(Point-based annotation data)
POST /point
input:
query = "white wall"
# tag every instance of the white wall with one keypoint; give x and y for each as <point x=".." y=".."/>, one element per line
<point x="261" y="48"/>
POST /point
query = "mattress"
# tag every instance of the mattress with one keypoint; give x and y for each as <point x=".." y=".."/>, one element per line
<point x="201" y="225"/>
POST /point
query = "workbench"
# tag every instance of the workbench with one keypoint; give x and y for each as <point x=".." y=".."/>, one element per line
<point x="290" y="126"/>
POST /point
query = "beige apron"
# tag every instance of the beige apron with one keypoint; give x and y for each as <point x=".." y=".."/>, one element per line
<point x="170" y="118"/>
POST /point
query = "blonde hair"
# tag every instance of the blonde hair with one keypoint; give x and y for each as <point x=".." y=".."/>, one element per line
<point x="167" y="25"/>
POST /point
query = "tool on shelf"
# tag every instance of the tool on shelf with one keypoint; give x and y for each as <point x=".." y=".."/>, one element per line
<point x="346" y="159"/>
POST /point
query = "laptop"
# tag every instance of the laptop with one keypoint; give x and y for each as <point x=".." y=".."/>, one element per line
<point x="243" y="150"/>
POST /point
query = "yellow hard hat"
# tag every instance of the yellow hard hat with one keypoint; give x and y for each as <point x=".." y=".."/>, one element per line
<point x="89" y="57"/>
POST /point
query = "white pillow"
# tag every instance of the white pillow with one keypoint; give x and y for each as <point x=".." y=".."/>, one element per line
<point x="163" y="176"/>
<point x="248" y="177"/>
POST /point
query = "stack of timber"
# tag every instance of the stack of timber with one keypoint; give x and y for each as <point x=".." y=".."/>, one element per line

Requirement
Reproduce all of the lines above word for word.

Expected output
POST /point
input:
query = "white wall"
# tag every instance of the white wall with one keypoint; give x and y for each as <point x=".." y=".."/>, one element per line
<point x="261" y="48"/>
POST /point
query = "mattress"
# tag every instance of the mattress with one keypoint; give x and y for each as <point x=".." y=".."/>, one element per line
<point x="201" y="225"/>
POST /point
query = "workbench"
# tag every instance of the workbench with one keypoint; give x and y for each as <point x=".." y=".."/>, one element per line
<point x="290" y="126"/>
POST /point
query = "beige apron"
# tag every instance of the beige apron with one keypoint; give x and y for each as <point x=".." y=".."/>, one element per line
<point x="170" y="118"/>
POST /point
query = "blonde hair"
# tag every instance of the blonde hair with one keypoint; give x and y for each as <point x=".." y=".."/>, one element per line
<point x="167" y="25"/>
POST /point
query = "tool on shelf"
# tag every instance of the tool on shelf with one keypoint; give x and y for each as <point x=".." y=".."/>, one element per line
<point x="346" y="159"/>
POST /point
query = "laptop"
# tag every instance of the laptop with one keypoint; give x and y for each as <point x=".." y=".."/>, one element per line
<point x="243" y="150"/>
POST /point
query = "yellow hard hat"
# tag every instance of the yellow hard hat with one keypoint; give x and y for each as <point x=".." y=".."/>, one element per line
<point x="89" y="57"/>
POST /point
query = "white pillow"
# tag every instance of the white pillow with one keypoint; give x and y for each as <point x=".." y=".."/>, one element per line
<point x="163" y="176"/>
<point x="248" y="177"/>
POST /point
query = "stack of timber"
# tag every instance of the stack of timber with one keypoint; give x and y for each as <point x=".." y=".."/>, one element per line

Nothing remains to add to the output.